----- Исходные записи
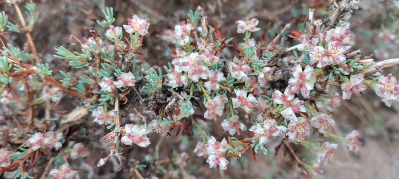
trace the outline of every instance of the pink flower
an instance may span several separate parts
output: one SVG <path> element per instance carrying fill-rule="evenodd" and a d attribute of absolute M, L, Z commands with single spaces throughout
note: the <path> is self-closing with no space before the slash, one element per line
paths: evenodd
<path fill-rule="evenodd" d="M 184 45 L 190 42 L 192 26 L 191 23 L 182 22 L 182 25 L 175 26 L 175 34 L 178 44 Z"/>
<path fill-rule="evenodd" d="M 206 144 L 206 151 L 208 154 L 216 153 L 224 154 L 227 150 L 227 142 L 224 138 L 223 138 L 221 142 L 218 142 L 213 136 L 210 136 Z"/>
<path fill-rule="evenodd" d="M 188 73 L 188 77 L 194 82 L 198 82 L 200 79 L 206 80 L 208 78 L 209 70 L 202 65 L 200 61 L 196 62 L 191 66 Z"/>
<path fill-rule="evenodd" d="M 224 80 L 223 73 L 217 71 L 210 71 L 208 73 L 208 81 L 204 83 L 204 86 L 208 90 L 219 90 L 218 82 Z"/>
<path fill-rule="evenodd" d="M 362 142 L 359 141 L 360 136 L 359 132 L 356 130 L 352 131 L 346 135 L 345 138 L 349 150 L 355 154 L 358 153 L 359 147 L 362 146 Z"/>
<path fill-rule="evenodd" d="M 305 70 L 302 71 L 302 67 L 298 64 L 292 69 L 293 78 L 289 79 L 288 88 L 293 93 L 301 91 L 304 97 L 308 97 L 310 90 L 313 90 L 316 77 L 313 74 L 313 68 L 307 65 Z"/>
<path fill-rule="evenodd" d="M 237 60 L 228 64 L 230 75 L 239 81 L 246 80 L 247 75 L 251 72 L 251 67 L 243 60 Z"/>
<path fill-rule="evenodd" d="M 216 141 L 213 136 L 207 142 L 206 151 L 208 155 L 206 162 L 209 164 L 209 168 L 219 166 L 220 170 L 226 170 L 228 161 L 224 158 L 224 154 L 227 151 L 227 143 L 224 138 L 221 142 Z"/>
<path fill-rule="evenodd" d="M 178 51 L 177 51 L 177 52 Z M 176 60 L 174 60 L 172 64 L 175 66 L 175 69 L 178 72 L 189 72 L 191 70 L 195 64 L 201 61 L 200 60 L 200 55 L 198 53 L 191 53 L 187 55 L 182 54 L 182 55 Z M 179 56 L 177 55 L 177 56 Z"/>
<path fill-rule="evenodd" d="M 61 139 L 62 139 L 62 133 L 50 131 L 46 133 L 44 143 L 48 148 L 54 148 L 55 150 L 58 150 L 62 146 L 59 142 Z"/>
<path fill-rule="evenodd" d="M 182 166 L 185 166 L 187 164 L 186 161 L 189 160 L 189 154 L 186 152 L 183 152 L 178 156 L 176 163 Z"/>
<path fill-rule="evenodd" d="M 87 150 L 81 143 L 76 143 L 73 145 L 70 153 L 71 158 L 76 159 L 78 157 L 84 157 L 87 155 Z"/>
<path fill-rule="evenodd" d="M 138 122 L 141 120 L 141 116 L 137 112 L 130 112 L 129 113 L 129 120 L 132 122 Z"/>
<path fill-rule="evenodd" d="M 321 146 L 321 150 L 317 152 L 317 163 L 319 165 L 325 165 L 329 160 L 334 158 L 334 153 L 337 150 L 338 145 L 337 144 L 330 144 L 325 142 Z"/>
<path fill-rule="evenodd" d="M 286 102 L 284 103 L 284 106 L 286 108 L 281 111 L 281 115 L 285 118 L 290 120 L 296 120 L 295 113 L 301 112 L 306 112 L 305 106 L 303 105 L 304 102 L 302 100 L 299 100 L 297 97 L 295 98 L 292 101 Z"/>
<path fill-rule="evenodd" d="M 225 95 L 217 95 L 213 99 L 210 99 L 206 101 L 205 107 L 207 110 L 203 114 L 203 117 L 208 119 L 216 121 L 217 116 L 221 116 L 224 110 L 224 104 L 228 100 Z"/>
<path fill-rule="evenodd" d="M 187 85 L 187 77 L 180 72 L 177 72 L 175 69 L 171 69 L 171 73 L 167 75 L 169 81 L 168 85 L 173 88 L 178 88 Z"/>
<path fill-rule="evenodd" d="M 318 113 L 310 119 L 310 125 L 317 128 L 319 132 L 324 134 L 326 131 L 331 131 L 331 127 L 335 125 L 335 121 L 328 115 Z"/>
<path fill-rule="evenodd" d="M 203 156 L 204 154 L 206 154 L 206 145 L 202 142 L 199 142 L 196 146 L 194 152 L 198 157 Z"/>
<path fill-rule="evenodd" d="M 256 103 L 256 98 L 252 94 L 249 94 L 247 96 L 248 91 L 244 90 L 234 89 L 234 92 L 236 97 L 231 99 L 233 103 L 233 107 L 237 108 L 241 106 L 244 109 L 245 112 L 249 113 L 252 109 L 255 108 Z"/>
<path fill-rule="evenodd" d="M 259 140 L 259 144 L 263 145 L 266 144 L 268 139 L 273 137 L 283 136 L 287 132 L 287 128 L 277 125 L 275 120 L 267 119 L 263 124 L 254 124 L 249 128 L 249 130 L 254 134 L 252 139 Z"/>
<path fill-rule="evenodd" d="M 10 92 L 8 92 L 7 90 L 4 90 L 3 93 L 1 93 L 1 99 L 0 99 L 0 102 L 7 104 L 11 102 L 11 100 L 14 98 Z"/>
<path fill-rule="evenodd" d="M 341 86 L 341 90 L 342 90 L 342 99 L 350 99 L 352 92 L 356 95 L 360 95 L 360 92 L 367 89 L 367 86 L 362 83 L 363 80 L 364 80 L 364 75 L 362 74 L 351 76 L 349 81 L 343 83 Z"/>
<path fill-rule="evenodd" d="M 216 168 L 218 166 L 220 170 L 226 170 L 228 165 L 228 161 L 224 157 L 224 154 L 210 155 L 206 160 L 206 163 L 209 164 L 209 168 Z"/>
<path fill-rule="evenodd" d="M 5 167 L 9 165 L 11 159 L 11 151 L 4 148 L 0 149 L 0 167 Z"/>
<path fill-rule="evenodd" d="M 311 38 L 308 34 L 302 34 L 297 40 L 301 42 L 297 48 L 299 51 L 310 51 L 313 49 L 318 42 L 317 38 Z"/>
<path fill-rule="evenodd" d="M 120 39 L 122 38 L 122 27 L 114 27 L 113 25 L 109 26 L 109 29 L 105 31 L 105 36 L 111 40 L 114 39 Z"/>
<path fill-rule="evenodd" d="M 313 48 L 313 50 L 309 54 L 312 65 L 317 64 L 317 68 L 325 67 L 330 64 L 328 57 L 324 54 L 324 48 L 321 46 Z"/>
<path fill-rule="evenodd" d="M 214 48 L 215 45 L 212 43 L 209 43 L 209 39 L 204 40 L 202 38 L 200 38 L 197 42 L 200 50 L 203 51 L 205 50 L 212 52 L 213 54 L 213 49 Z"/>
<path fill-rule="evenodd" d="M 121 76 L 118 77 L 118 81 L 115 82 L 115 85 L 117 88 L 122 87 L 134 87 L 136 83 L 136 78 L 132 72 L 122 72 Z"/>
<path fill-rule="evenodd" d="M 91 112 L 91 116 L 95 117 L 94 122 L 98 124 L 111 124 L 114 122 L 115 110 L 105 112 L 103 106 L 98 106 Z"/>
<path fill-rule="evenodd" d="M 260 30 L 260 28 L 257 28 L 256 25 L 259 23 L 259 20 L 255 18 L 249 19 L 246 17 L 244 20 L 238 20 L 235 21 L 237 24 L 237 33 L 245 33 L 248 30 L 249 32 L 256 32 Z"/>
<path fill-rule="evenodd" d="M 45 135 L 41 132 L 35 133 L 28 140 L 28 146 L 33 150 L 40 149 L 44 144 L 45 137 Z"/>
<path fill-rule="evenodd" d="M 218 62 L 220 60 L 219 57 L 213 55 L 212 49 L 203 49 L 201 50 L 201 52 L 202 54 L 201 55 L 201 57 L 206 65 L 213 65 Z"/>
<path fill-rule="evenodd" d="M 394 102 L 399 100 L 399 82 L 391 74 L 387 77 L 380 76 L 376 86 L 376 93 L 383 98 L 385 105 L 391 107 Z"/>
<path fill-rule="evenodd" d="M 322 95 L 321 96 L 323 96 Z M 332 112 L 336 107 L 341 105 L 342 97 L 338 92 L 334 92 L 331 95 L 320 97 L 316 101 L 316 105 L 318 108 L 325 108 L 330 112 Z"/>
<path fill-rule="evenodd" d="M 272 97 L 274 103 L 278 104 L 284 104 L 287 102 L 290 102 L 294 99 L 294 94 L 290 91 L 289 88 L 285 89 L 284 94 L 278 90 L 275 90 L 273 92 Z M 285 105 L 285 104 L 284 104 Z"/>
<path fill-rule="evenodd" d="M 310 125 L 303 117 L 299 117 L 291 120 L 288 124 L 288 139 L 292 141 L 301 141 L 310 135 Z"/>
<path fill-rule="evenodd" d="M 325 52 L 324 55 L 327 57 L 333 64 L 341 64 L 345 63 L 346 57 L 344 46 L 338 42 L 333 42 L 328 44 L 328 51 Z"/>
<path fill-rule="evenodd" d="M 337 27 L 329 30 L 326 33 L 326 39 L 343 45 L 345 50 L 349 49 L 353 44 L 353 34 L 347 30 L 347 27 Z"/>
<path fill-rule="evenodd" d="M 53 176 L 52 179 L 71 179 L 76 174 L 69 164 L 65 163 L 57 169 L 52 169 L 50 171 L 50 175 Z"/>
<path fill-rule="evenodd" d="M 238 121 L 239 118 L 238 116 L 234 115 L 230 117 L 228 119 L 224 119 L 221 123 L 221 127 L 225 131 L 228 131 L 228 133 L 231 135 L 234 135 L 238 129 L 241 131 L 246 130 L 245 125 Z"/>
<path fill-rule="evenodd" d="M 123 28 L 127 33 L 133 34 L 138 32 L 140 35 L 144 36 L 148 33 L 149 26 L 150 23 L 147 20 L 133 15 L 131 19 L 128 19 L 128 25 L 123 25 Z"/>
<path fill-rule="evenodd" d="M 262 87 L 266 87 L 269 84 L 269 78 L 273 75 L 274 69 L 269 67 L 265 67 L 262 69 L 262 73 L 258 76 L 259 84 Z"/>
<path fill-rule="evenodd" d="M 116 88 L 115 82 L 107 77 L 103 78 L 101 81 L 98 83 L 98 85 L 100 86 L 101 90 L 107 92 L 112 92 Z"/>
<path fill-rule="evenodd" d="M 130 145 L 135 143 L 141 147 L 147 147 L 151 143 L 147 135 L 151 132 L 147 126 L 127 124 L 125 125 L 125 134 L 121 142 L 125 145 Z"/>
----------
Постановка задачи: Отредактируйте записи с самого начала по строку, содержащую «237 60 L 228», включительно: замените «pink flower» на «white flower», остальное оставьте без изменений. Изображения в ответ не включайте.

Решение задачи:
trace the outline of every instance of the white flower
an instance may span several separate parts
output: one SVG <path> element per instance carrying fill-rule="evenodd" and a d attribute of absolute M, L, Z commands with single spaces throughout
note: the <path> is self-closing with no space before the slash, one element per line
paths: evenodd
<path fill-rule="evenodd" d="M 184 45 L 190 42 L 192 26 L 191 23 L 182 22 L 182 25 L 175 26 L 175 34 L 178 44 Z"/>
<path fill-rule="evenodd" d="M 206 144 L 206 151 L 208 154 L 216 153 L 224 154 L 227 150 L 227 142 L 224 138 L 223 138 L 221 142 L 218 142 L 213 136 L 210 136 Z"/>
<path fill-rule="evenodd" d="M 188 73 L 188 77 L 194 82 L 198 82 L 200 79 L 206 80 L 208 78 L 209 70 L 202 65 L 200 61 L 196 62 L 191 66 Z"/>
<path fill-rule="evenodd" d="M 224 80 L 223 73 L 217 71 L 210 71 L 208 73 L 208 81 L 204 83 L 204 86 L 208 90 L 219 90 L 218 82 Z"/>
<path fill-rule="evenodd" d="M 362 142 L 359 141 L 360 136 L 359 132 L 356 130 L 352 131 L 346 135 L 345 138 L 349 150 L 355 154 L 358 153 L 359 147 L 362 146 Z"/>
<path fill-rule="evenodd" d="M 305 70 L 302 71 L 302 67 L 298 64 L 292 69 L 293 78 L 289 79 L 288 88 L 293 93 L 301 91 L 304 97 L 308 97 L 310 90 L 313 90 L 316 77 L 313 74 L 313 68 L 307 65 Z"/>
<path fill-rule="evenodd" d="M 237 60 L 228 64 L 230 75 L 239 81 L 246 80 L 247 75 L 251 72 L 251 67 L 243 60 Z"/>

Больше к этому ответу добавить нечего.